* [SELECTED EXTRACT]
What number has a remainder of 9 when divided by 10, a remainder of 8 when divided by 9, a remainder of 7 when divided by 8 and so on until a remainder of 0 when divided by 1?
Solution
The first idea that comes to mind for a problem like this is chinese remainder, which solves a concurrent modular relation like stated here. The problem however is that all modules need to be co-prime. Of course, we could skip mod 1, since the result is always zero for natural numbers. We could also skip divisor 2, since we already know that we're looking for odd numbers by the other constraints. We could continue on that and try to remove every duplicate prime factor. However, there is a much easier solution to this problem.

* [WORK ITEM]
Copy the remainder puzzle text from "What number has" to "divided by 1?", replacing "remainder" with "leftover" each time it appears.

* [RECORDED DATA]

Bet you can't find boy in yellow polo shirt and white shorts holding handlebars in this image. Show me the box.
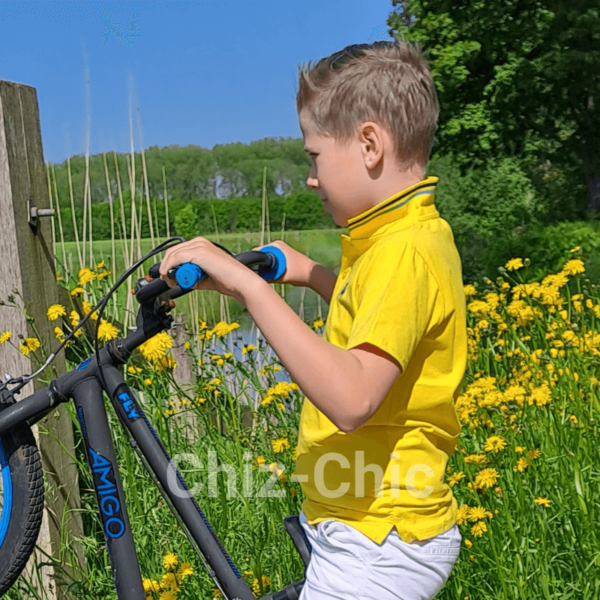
[161,42,467,600]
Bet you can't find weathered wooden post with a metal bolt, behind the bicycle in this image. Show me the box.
[0,81,84,599]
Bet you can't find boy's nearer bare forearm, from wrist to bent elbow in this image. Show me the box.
[241,276,368,433]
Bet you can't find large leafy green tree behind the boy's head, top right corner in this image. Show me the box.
[388,0,600,210]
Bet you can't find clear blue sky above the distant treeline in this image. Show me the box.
[0,0,393,162]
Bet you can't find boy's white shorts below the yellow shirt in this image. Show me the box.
[299,511,462,600]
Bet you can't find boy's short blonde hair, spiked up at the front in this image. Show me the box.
[296,41,440,171]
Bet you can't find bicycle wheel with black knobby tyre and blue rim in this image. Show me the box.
[0,426,44,596]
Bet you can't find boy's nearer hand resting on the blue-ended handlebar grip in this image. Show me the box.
[160,237,258,304]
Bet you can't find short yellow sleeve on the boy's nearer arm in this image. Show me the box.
[346,243,443,374]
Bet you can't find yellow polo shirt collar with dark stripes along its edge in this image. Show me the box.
[348,177,439,239]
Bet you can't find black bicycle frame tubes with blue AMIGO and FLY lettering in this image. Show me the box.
[0,321,304,600]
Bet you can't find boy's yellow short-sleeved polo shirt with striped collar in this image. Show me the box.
[295,177,467,543]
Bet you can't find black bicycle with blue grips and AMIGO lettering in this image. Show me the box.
[0,237,311,600]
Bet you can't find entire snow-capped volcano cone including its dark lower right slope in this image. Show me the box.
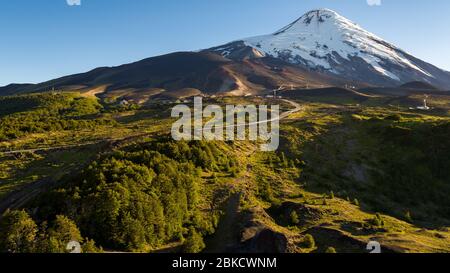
[209,9,450,87]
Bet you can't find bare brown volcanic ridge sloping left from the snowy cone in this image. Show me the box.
[0,52,342,100]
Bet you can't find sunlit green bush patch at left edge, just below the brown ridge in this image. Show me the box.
[0,93,114,141]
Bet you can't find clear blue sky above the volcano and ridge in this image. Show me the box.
[0,0,450,86]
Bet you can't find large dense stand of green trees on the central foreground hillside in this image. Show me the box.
[22,139,236,252]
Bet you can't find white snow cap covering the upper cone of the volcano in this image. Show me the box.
[245,9,431,80]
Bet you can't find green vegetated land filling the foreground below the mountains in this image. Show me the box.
[0,93,450,253]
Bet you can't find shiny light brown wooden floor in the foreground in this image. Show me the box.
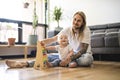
[0,60,120,80]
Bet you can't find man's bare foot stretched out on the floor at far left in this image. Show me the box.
[6,60,27,68]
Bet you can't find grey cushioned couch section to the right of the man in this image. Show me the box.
[89,23,120,54]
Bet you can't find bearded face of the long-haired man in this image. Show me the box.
[72,14,83,32]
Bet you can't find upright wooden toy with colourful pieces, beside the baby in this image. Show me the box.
[34,41,48,69]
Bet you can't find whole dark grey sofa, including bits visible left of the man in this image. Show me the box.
[48,23,120,61]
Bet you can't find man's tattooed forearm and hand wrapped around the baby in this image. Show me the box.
[71,43,89,61]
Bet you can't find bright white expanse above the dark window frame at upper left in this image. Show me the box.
[0,0,44,23]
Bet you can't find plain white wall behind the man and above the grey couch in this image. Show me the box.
[50,0,120,28]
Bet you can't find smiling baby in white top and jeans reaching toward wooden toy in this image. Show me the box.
[46,34,73,67]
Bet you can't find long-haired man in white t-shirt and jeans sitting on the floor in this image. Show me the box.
[6,11,93,68]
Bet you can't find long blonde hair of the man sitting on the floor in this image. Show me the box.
[72,11,86,39]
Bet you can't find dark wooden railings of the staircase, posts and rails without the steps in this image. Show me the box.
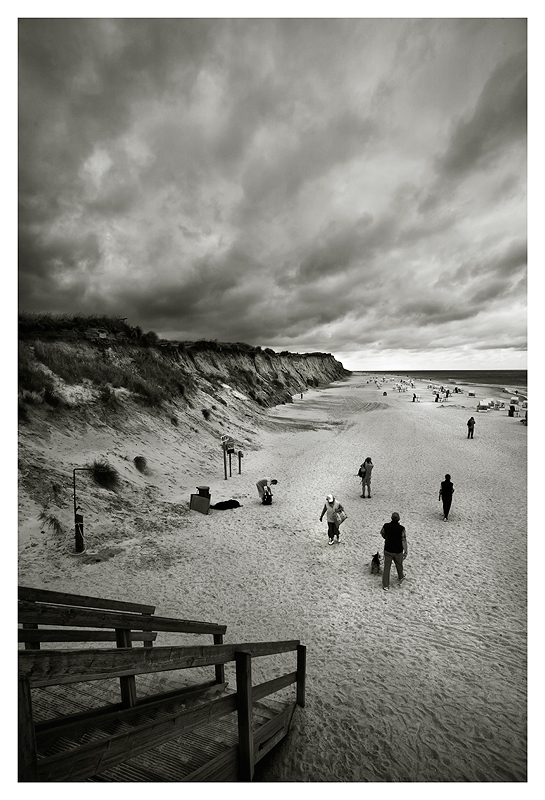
[19,589,306,781]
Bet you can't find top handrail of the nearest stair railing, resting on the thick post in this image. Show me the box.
[18,640,299,686]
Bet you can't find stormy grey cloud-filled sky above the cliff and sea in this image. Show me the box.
[18,18,526,369]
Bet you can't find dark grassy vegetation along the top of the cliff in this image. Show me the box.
[19,313,347,421]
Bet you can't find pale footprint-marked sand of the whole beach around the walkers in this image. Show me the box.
[19,375,527,782]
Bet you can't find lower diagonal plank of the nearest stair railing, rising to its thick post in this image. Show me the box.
[38,695,237,781]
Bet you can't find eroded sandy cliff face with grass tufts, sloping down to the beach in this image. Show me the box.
[18,335,349,564]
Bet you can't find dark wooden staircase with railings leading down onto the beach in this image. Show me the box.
[19,588,306,782]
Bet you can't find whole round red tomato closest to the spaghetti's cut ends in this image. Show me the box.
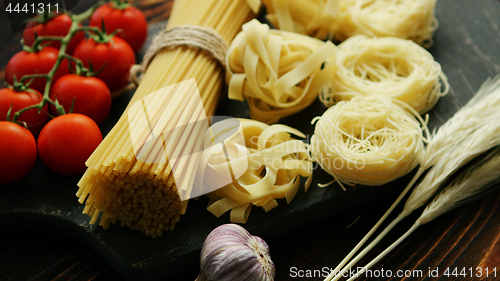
[38,113,102,176]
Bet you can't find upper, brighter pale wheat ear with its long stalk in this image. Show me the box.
[324,76,500,281]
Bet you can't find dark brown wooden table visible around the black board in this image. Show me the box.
[0,0,500,281]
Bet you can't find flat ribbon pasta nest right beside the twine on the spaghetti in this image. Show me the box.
[226,20,336,123]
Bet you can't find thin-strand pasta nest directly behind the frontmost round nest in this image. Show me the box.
[320,35,449,114]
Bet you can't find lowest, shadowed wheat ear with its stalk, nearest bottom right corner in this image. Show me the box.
[348,147,500,281]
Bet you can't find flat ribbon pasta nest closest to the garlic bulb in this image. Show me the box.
[208,119,312,223]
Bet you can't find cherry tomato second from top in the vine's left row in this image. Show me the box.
[5,47,69,93]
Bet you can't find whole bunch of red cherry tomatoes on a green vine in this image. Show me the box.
[0,0,147,184]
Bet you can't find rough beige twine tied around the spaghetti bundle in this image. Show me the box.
[130,25,228,85]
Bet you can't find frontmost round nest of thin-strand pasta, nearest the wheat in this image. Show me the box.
[311,96,428,188]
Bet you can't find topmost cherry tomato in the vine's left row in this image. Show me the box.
[23,14,85,54]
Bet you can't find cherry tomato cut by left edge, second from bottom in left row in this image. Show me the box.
[0,88,49,137]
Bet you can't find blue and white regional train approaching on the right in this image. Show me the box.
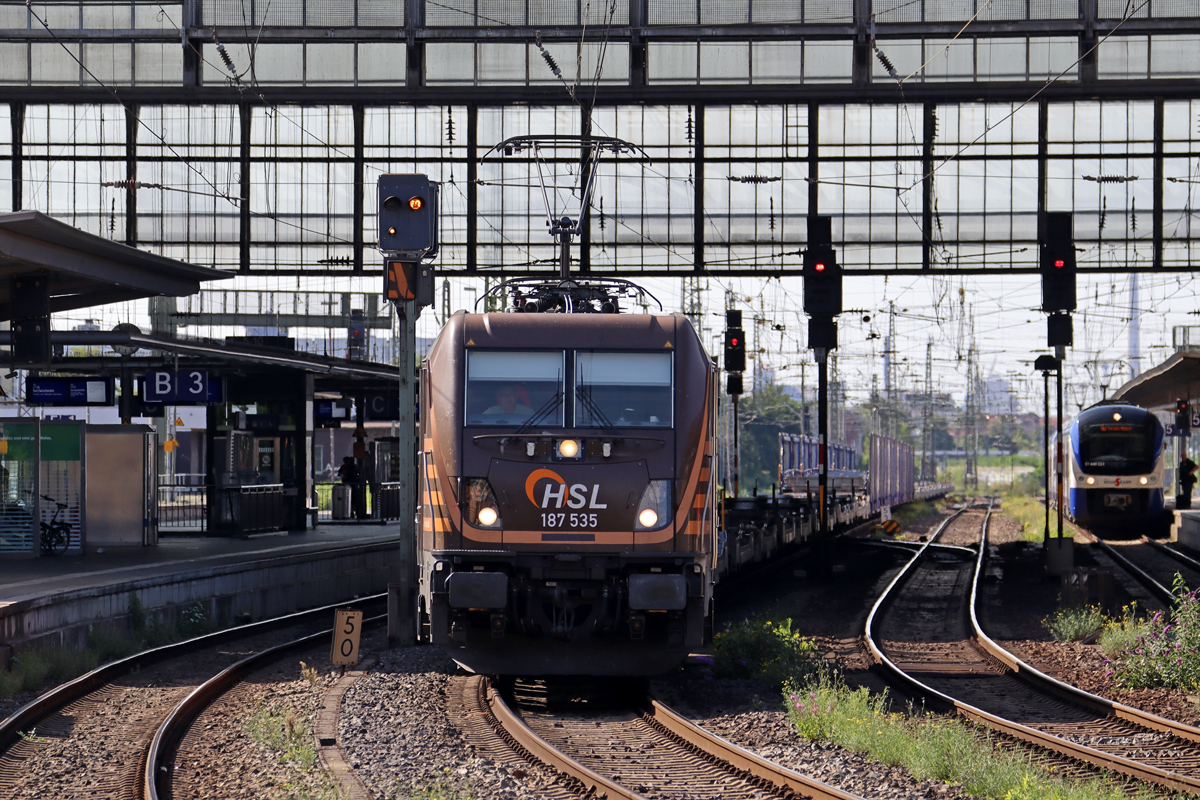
[1046,403,1165,536]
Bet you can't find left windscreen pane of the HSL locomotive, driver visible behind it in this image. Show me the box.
[466,350,563,427]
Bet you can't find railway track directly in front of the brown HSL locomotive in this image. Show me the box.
[464,678,862,800]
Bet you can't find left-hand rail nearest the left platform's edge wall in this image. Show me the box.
[0,594,388,748]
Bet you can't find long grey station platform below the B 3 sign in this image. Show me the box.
[0,523,402,666]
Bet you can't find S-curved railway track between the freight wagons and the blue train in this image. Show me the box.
[866,509,1200,793]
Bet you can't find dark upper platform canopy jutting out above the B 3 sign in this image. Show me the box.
[0,211,232,320]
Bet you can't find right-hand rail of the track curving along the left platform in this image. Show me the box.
[142,618,388,800]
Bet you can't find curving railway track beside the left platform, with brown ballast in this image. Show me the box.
[0,595,385,800]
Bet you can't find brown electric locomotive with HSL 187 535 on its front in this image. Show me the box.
[419,279,718,675]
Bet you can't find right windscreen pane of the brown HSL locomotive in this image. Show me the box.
[575,350,674,428]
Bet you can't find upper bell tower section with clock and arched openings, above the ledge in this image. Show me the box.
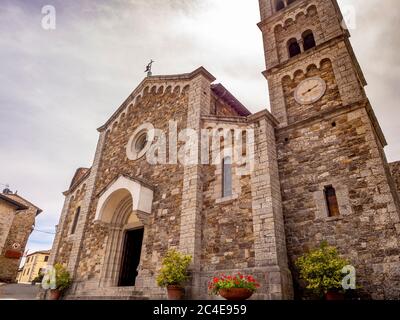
[259,0,366,126]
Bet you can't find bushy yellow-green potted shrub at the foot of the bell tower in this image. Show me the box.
[295,242,349,300]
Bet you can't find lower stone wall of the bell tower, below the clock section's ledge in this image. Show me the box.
[277,104,400,299]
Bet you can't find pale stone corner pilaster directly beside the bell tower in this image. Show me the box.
[251,117,293,299]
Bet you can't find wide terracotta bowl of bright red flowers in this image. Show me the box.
[208,272,260,301]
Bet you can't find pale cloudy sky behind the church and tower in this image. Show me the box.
[0,0,400,252]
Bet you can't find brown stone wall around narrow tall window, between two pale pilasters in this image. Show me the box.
[201,120,255,272]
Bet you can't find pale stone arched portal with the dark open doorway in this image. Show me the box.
[95,176,153,288]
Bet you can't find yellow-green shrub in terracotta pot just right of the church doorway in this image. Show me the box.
[157,250,192,300]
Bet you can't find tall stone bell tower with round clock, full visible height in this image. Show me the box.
[258,0,400,299]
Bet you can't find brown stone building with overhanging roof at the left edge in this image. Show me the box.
[0,189,42,282]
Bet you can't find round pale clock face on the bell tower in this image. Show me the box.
[294,77,326,104]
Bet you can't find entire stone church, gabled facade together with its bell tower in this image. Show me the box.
[49,0,400,299]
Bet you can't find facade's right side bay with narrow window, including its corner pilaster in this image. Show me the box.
[200,112,292,299]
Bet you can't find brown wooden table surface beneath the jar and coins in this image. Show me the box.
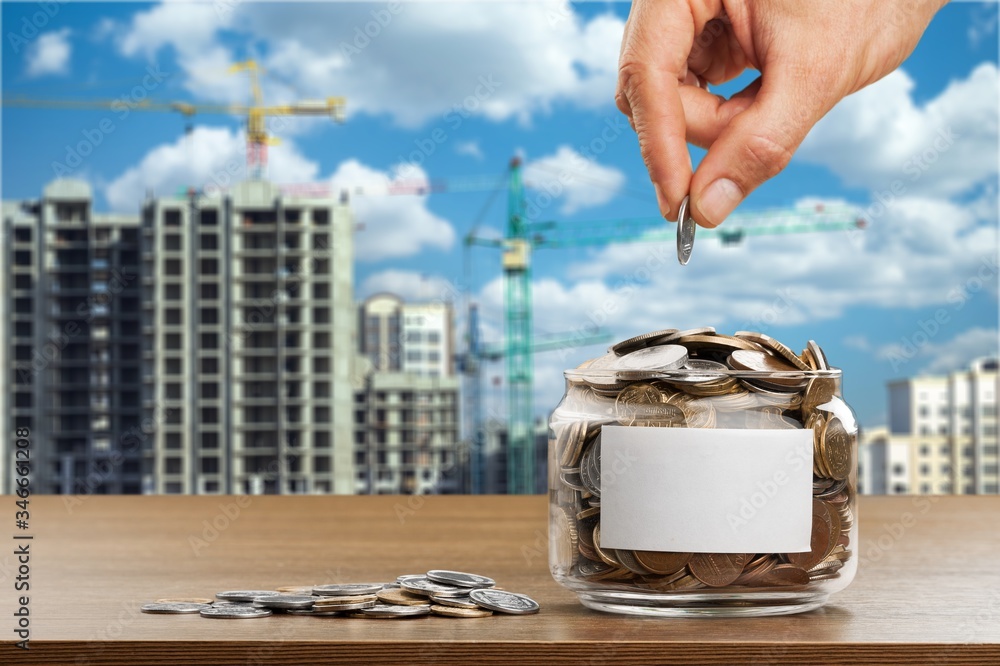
[0,496,1000,666]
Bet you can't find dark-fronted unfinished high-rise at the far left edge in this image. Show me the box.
[0,180,150,494]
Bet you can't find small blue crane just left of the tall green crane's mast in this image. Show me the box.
[457,303,611,495]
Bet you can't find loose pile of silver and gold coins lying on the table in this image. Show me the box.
[142,569,539,620]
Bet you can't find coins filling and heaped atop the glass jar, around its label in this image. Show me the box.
[549,328,856,592]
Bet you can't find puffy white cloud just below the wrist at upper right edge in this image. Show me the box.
[797,62,1000,196]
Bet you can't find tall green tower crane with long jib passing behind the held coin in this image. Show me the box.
[465,158,865,494]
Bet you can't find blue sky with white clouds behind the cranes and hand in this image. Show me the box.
[0,0,998,425]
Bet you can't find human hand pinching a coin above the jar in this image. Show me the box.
[615,0,947,227]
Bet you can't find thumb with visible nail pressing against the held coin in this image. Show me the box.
[691,68,832,227]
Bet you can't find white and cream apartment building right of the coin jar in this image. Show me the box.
[859,358,1000,495]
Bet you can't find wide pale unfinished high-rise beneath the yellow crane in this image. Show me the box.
[142,181,355,494]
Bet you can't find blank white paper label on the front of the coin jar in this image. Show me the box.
[600,426,813,553]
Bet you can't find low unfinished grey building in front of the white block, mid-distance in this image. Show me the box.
[354,358,468,494]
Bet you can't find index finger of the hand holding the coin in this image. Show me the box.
[618,0,695,219]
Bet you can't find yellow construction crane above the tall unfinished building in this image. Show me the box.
[3,60,346,180]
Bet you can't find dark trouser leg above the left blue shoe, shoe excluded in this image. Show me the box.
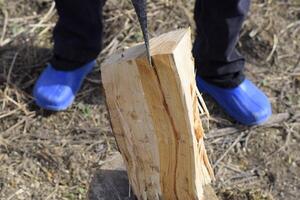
[50,0,105,70]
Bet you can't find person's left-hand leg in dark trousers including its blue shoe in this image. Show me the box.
[33,0,105,111]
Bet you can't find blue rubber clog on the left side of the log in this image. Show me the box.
[33,61,96,111]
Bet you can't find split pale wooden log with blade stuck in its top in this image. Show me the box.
[102,29,213,200]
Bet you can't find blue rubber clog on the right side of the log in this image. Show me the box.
[197,77,272,125]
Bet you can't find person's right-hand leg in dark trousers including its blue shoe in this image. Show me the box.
[193,0,272,125]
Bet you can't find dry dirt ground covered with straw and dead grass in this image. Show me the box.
[0,0,300,200]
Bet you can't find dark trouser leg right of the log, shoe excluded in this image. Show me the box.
[193,0,250,88]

* [RESPONSE]
What number has a leftover of 9 when divided by 10, a leftover of 8 when divided by 9, a leftover of 7 when divided by 8 and so on until a leftover of 0 when divided by 1?